TO DO
Your answer should consist only of the records, copied exactly, with the images removed.

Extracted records
______________________________

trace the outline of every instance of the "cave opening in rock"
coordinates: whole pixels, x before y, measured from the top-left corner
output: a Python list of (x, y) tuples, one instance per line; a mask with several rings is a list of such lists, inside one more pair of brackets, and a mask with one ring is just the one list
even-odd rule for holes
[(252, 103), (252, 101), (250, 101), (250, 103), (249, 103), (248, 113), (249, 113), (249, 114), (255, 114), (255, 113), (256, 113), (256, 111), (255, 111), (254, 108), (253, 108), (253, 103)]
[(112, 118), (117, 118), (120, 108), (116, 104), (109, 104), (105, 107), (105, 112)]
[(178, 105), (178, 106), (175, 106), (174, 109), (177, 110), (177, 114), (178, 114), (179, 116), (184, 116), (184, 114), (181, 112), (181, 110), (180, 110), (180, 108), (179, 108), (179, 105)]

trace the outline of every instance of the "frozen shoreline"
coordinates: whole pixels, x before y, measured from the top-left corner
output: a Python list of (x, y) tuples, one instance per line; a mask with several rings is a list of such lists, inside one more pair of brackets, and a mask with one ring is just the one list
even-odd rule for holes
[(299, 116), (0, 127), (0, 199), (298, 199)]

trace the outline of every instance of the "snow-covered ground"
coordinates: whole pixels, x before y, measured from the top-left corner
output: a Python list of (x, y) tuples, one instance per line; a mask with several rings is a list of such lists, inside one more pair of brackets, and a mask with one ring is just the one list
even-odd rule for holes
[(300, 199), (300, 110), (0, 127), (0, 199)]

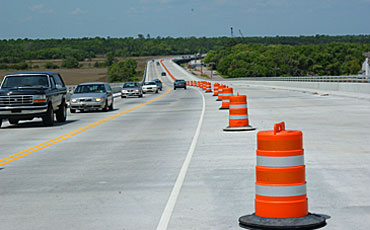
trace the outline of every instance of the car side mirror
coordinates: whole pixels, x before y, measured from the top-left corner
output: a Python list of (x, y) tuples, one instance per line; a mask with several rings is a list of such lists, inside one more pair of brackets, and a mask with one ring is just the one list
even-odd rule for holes
[(63, 88), (63, 86), (62, 86), (61, 84), (56, 84), (56, 85), (55, 85), (55, 87), (56, 87), (57, 89), (61, 89), (61, 88)]

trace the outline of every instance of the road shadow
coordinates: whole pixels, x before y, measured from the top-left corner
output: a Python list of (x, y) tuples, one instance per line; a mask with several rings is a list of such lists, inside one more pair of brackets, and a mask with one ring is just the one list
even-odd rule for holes
[(1, 129), (25, 129), (25, 128), (50, 128), (50, 127), (62, 127), (78, 120), (66, 120), (65, 122), (54, 122), (54, 126), (45, 126), (42, 121), (26, 121), (21, 122), (17, 125), (9, 125), (1, 127)]
[(110, 114), (110, 113), (113, 113), (115, 111), (119, 110), (119, 108), (113, 108), (113, 110), (109, 110), (107, 112), (104, 112), (104, 111), (101, 111), (101, 110), (87, 110), (87, 111), (79, 111), (77, 110), (75, 113), (73, 113), (74, 115), (75, 114), (79, 114), (79, 113), (83, 113), (83, 114), (86, 114), (86, 113), (92, 113), (92, 114)]

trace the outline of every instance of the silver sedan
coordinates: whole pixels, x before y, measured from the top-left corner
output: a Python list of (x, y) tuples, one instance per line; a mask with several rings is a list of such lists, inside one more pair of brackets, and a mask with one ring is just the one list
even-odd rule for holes
[(70, 111), (113, 110), (113, 93), (108, 83), (79, 84), (70, 97)]

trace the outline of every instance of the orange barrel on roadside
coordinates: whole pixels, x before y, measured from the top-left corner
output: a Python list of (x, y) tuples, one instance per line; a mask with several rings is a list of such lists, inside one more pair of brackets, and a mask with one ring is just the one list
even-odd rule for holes
[(207, 90), (207, 82), (206, 81), (203, 81), (203, 90), (206, 91)]
[(222, 104), (220, 109), (229, 109), (230, 96), (233, 95), (233, 88), (223, 88), (222, 89)]
[(212, 93), (212, 84), (211, 84), (211, 82), (206, 83), (206, 93)]
[(298, 218), (308, 215), (302, 132), (285, 123), (257, 134), (256, 216)]
[(189, 85), (189, 81), (185, 81), (186, 82), (186, 85)]
[(197, 87), (200, 87), (200, 83), (199, 83), (199, 81), (197, 81), (197, 85), (196, 85)]
[(249, 125), (247, 96), (234, 95), (230, 96), (229, 105), (229, 126), (224, 128), (224, 131), (252, 131), (253, 128)]
[(217, 97), (217, 99), (216, 99), (216, 101), (222, 101), (222, 92), (224, 91), (224, 88), (225, 88), (225, 85), (220, 85), (219, 87), (218, 87), (218, 97)]
[(216, 82), (213, 84), (213, 95), (212, 96), (218, 96), (218, 87), (220, 86), (220, 83)]
[(302, 132), (274, 130), (257, 133), (255, 213), (241, 216), (247, 229), (318, 229), (326, 218), (308, 212)]

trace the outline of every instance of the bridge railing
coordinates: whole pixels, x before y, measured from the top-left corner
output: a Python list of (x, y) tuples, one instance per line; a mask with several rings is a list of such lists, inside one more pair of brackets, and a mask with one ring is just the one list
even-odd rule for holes
[(369, 76), (245, 77), (225, 80), (370, 83)]

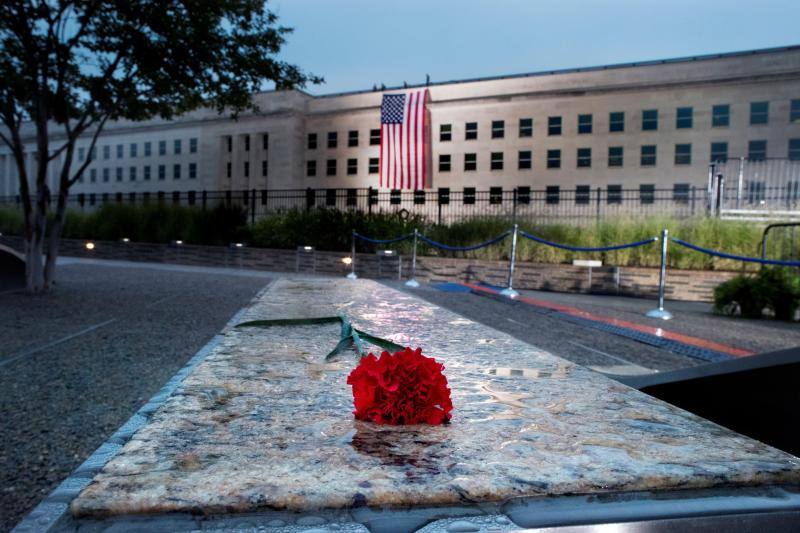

______________________________

WRITTEN RESPONSE
trace the outline of every instance of the "cave opening in rock"
coordinates: whole pixels, x before y, measured from the top-left corner
output: a Python list of (x, y) tuples, one instance per line; a mask with several rings is a list of such lists, inside one more pair of brackets, and a mask with one ring is just the one list
even-odd rule for holes
[(252, 103), (252, 101), (250, 101), (250, 103), (249, 103), (248, 113), (249, 113), (249, 114), (255, 114), (255, 113), (256, 113), (256, 111), (255, 111), (254, 108), (253, 108), (253, 103)]
[(112, 118), (117, 118), (120, 108), (116, 104), (109, 104), (105, 107), (105, 112)]
[(178, 105), (178, 106), (175, 106), (174, 109), (177, 110), (177, 114), (178, 114), (179, 116), (184, 116), (184, 114), (181, 112), (181, 110), (180, 110), (180, 108), (179, 108), (179, 105)]

trace the outline of every instance of the "frozen shoreline"
coordinates: whole pixels, x before y, measured from the top-left corner
output: a Python list of (x, y) tuples, one instance per line; a mask with several rings is a list of such lists, inside one more pair of brackets, and a mask with one ring is just the one list
even-odd rule for holes
[(299, 116), (0, 127), (0, 199), (298, 199)]

trace the outline of every instance of the "snow-covered ground"
coordinates: whole pixels, x before y, measured from the top-left corner
output: a Python list of (x, y) tuples, one instance per line; a mask with several rings is a list of such lists, inside one more pair of brackets, and a mask with one ring is just the one list
even-odd rule for holes
[(300, 199), (300, 110), (0, 127), (0, 199)]

trace the outline of every instance of the car side mirror
coordinates: whole pixels, x before y, measured from the top-left corner
output: a Python list of (x, y) tuples, one instance per line; a mask with several rings is a list of such lists, inside one more pair of brackets, and a mask with one ring is just the one list
even-odd rule for holes
[(63, 88), (63, 86), (62, 86), (61, 84), (56, 84), (56, 85), (55, 85), (55, 87), (56, 87), (57, 89), (61, 89), (61, 88)]

trace the outline of every instance of the road shadow
coordinates: whole pixels, x before y, measured from the top-left corner
output: a Python list of (x, y) tuples, one instance per line; a mask with several rings is a list of such lists, inside one more pair of brackets, and a mask with one ring is just the one list
even-odd rule for holes
[(1, 129), (25, 129), (25, 128), (50, 128), (50, 127), (62, 127), (78, 120), (66, 120), (65, 122), (54, 122), (54, 126), (45, 126), (42, 121), (26, 121), (21, 122), (17, 125), (9, 125), (1, 127)]
[(110, 114), (110, 113), (113, 113), (115, 111), (119, 110), (119, 108), (113, 108), (113, 110), (109, 110), (107, 112), (104, 112), (104, 111), (101, 111), (101, 110), (87, 110), (87, 111), (79, 111), (77, 110), (75, 113), (73, 113), (74, 115), (75, 114), (79, 114), (79, 113), (83, 113), (83, 114), (86, 114), (86, 113), (92, 113), (92, 114)]

trace the outline of every instance of the silver sedan
coordinates: whole pixels, x before y, measured from the top-left corner
output: a Python list of (x, y) tuples, one instance per line; a mask with several rings is a list of such lists, inside one more pair of brackets, and a mask with one ring is just the one list
even-odd rule for holes
[(70, 111), (113, 110), (113, 93), (108, 83), (79, 84), (70, 97)]

trace the outline of every instance of the orange barrel on roadside
coordinates: whole pixels, x before y, measured from the top-left corner
output: a Python list of (x, y) tuples, one instance per line; a mask with several rings is a list of such lists, inside one more pair of brackets, and a mask with one ring is just the one list
even-odd rule for holes
[(207, 90), (207, 82), (206, 81), (203, 81), (203, 90), (206, 91)]
[(222, 104), (220, 109), (229, 109), (230, 96), (233, 95), (233, 88), (223, 88), (222, 89)]
[(212, 93), (212, 84), (211, 84), (211, 82), (206, 83), (206, 93)]
[(298, 218), (308, 215), (302, 132), (285, 123), (257, 134), (256, 216)]
[(189, 85), (189, 81), (185, 81), (186, 82), (186, 85)]
[(197, 87), (200, 87), (200, 83), (199, 83), (199, 81), (197, 81), (197, 85), (196, 85)]
[(249, 125), (247, 96), (234, 95), (230, 96), (229, 105), (229, 126), (224, 128), (224, 131), (252, 131), (253, 128)]
[(217, 97), (217, 99), (216, 99), (216, 101), (222, 101), (222, 92), (224, 91), (224, 88), (225, 88), (225, 85), (220, 85), (219, 87), (218, 87), (218, 97)]
[(216, 82), (213, 84), (213, 95), (212, 96), (218, 96), (218, 87), (220, 86), (220, 83)]
[(302, 132), (274, 130), (257, 133), (255, 213), (241, 216), (247, 229), (318, 229), (326, 218), (308, 212)]

trace the outline of every instance of the bridge railing
coordinates: whole pixels, x before y, measured from the top-left corner
output: a Python list of (x, y) tuples, one instance per line; a mask with several rings is a list of such lists, inside one more pair of brackets, and a mask with one ring is just the one list
even-odd rule for holes
[(369, 76), (245, 77), (225, 80), (370, 83)]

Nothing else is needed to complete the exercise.